Exercise aim:
In the records below, locate the line containing "Where can the red flower"; output that line and every following line through the last, exactly.

Data for this exercise:
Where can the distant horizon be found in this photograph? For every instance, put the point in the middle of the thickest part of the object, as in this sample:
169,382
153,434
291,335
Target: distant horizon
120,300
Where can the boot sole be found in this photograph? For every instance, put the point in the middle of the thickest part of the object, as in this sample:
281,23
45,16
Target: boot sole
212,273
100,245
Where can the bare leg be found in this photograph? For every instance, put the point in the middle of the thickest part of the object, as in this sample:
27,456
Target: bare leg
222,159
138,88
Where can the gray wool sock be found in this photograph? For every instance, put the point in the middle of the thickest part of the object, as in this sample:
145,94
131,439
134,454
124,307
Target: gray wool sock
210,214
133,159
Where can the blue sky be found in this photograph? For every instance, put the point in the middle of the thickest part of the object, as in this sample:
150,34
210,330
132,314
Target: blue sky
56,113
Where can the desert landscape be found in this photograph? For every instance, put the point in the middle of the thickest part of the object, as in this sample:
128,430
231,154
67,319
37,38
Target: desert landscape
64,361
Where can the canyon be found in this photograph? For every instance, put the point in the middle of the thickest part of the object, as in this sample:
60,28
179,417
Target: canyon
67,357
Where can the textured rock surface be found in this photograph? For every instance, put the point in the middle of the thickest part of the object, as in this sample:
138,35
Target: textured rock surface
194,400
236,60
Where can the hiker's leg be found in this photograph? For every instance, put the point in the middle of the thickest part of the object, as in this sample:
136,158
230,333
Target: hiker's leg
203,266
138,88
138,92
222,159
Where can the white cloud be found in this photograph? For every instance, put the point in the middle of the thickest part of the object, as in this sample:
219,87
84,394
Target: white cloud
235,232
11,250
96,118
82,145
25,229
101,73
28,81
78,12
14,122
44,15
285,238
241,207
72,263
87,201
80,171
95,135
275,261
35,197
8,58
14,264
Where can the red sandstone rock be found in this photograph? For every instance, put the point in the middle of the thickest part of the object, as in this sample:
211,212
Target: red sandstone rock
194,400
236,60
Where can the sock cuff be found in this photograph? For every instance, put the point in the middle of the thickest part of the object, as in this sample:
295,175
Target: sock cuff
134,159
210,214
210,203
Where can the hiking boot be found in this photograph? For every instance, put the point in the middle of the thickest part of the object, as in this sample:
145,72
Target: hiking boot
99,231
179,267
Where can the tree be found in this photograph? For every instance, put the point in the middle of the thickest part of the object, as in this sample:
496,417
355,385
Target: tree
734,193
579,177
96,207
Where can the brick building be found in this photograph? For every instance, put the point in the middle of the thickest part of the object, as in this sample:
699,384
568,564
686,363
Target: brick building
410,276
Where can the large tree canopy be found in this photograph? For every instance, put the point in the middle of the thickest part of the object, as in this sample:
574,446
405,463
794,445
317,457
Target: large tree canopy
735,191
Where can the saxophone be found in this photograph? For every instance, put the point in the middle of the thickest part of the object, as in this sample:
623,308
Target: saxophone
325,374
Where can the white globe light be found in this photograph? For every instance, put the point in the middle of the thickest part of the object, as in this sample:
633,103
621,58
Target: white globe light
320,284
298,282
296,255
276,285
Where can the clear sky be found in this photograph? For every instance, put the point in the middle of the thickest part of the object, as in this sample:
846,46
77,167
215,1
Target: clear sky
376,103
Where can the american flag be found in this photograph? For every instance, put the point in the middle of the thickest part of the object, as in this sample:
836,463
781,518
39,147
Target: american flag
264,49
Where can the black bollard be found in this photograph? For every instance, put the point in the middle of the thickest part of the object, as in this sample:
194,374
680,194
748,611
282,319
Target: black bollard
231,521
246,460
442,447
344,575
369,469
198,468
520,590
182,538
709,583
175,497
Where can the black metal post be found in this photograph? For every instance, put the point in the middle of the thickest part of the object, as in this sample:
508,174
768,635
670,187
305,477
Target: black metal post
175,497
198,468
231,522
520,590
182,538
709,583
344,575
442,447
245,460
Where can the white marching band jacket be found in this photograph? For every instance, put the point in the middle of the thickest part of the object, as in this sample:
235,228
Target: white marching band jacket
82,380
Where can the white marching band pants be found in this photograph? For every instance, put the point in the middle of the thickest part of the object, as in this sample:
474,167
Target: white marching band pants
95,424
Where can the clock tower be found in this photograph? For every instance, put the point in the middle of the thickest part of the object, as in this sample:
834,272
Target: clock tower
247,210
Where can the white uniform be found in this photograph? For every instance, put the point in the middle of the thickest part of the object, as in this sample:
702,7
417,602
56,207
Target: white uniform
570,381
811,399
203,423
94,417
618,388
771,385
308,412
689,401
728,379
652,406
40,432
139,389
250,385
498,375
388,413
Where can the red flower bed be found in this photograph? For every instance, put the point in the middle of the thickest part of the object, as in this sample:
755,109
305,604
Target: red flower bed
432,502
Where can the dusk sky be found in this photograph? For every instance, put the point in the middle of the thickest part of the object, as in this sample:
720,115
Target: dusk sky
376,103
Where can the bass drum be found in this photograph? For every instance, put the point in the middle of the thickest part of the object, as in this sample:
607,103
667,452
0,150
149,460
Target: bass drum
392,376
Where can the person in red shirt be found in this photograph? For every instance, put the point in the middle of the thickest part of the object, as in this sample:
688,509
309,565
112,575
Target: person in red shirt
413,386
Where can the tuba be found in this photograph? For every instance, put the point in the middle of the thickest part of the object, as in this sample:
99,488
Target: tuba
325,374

Written solution:
Where can the red flower bed be found in this photograph? For every instance, put the point in the middle of the thickest part of the object, as in this sample:
755,109
305,604
Target: red flower bed
432,502
Where can the dusk sky be found in this photograph? For every instance, put the point in the middle of the thickest part of the object, as in this sample:
720,115
Target: dusk sky
376,103
Where can the bass drum be found in this photograph? For every instance, put the point in the middle of the thickest part of the object, as in this sample:
607,103
667,452
0,150
149,460
Target: bass drum
392,376
Where can the person in red shirt be found in this photograph? For every instance, put the point in the middle of the thickest part of the object, as in this sample:
688,509
309,565
112,575
Target: person in red shirt
413,386
Where can the tuba be found in this photograph? For every instance, put the point in the middle of the thickest part of the object, as in this sample:
99,488
Target: tuba
325,374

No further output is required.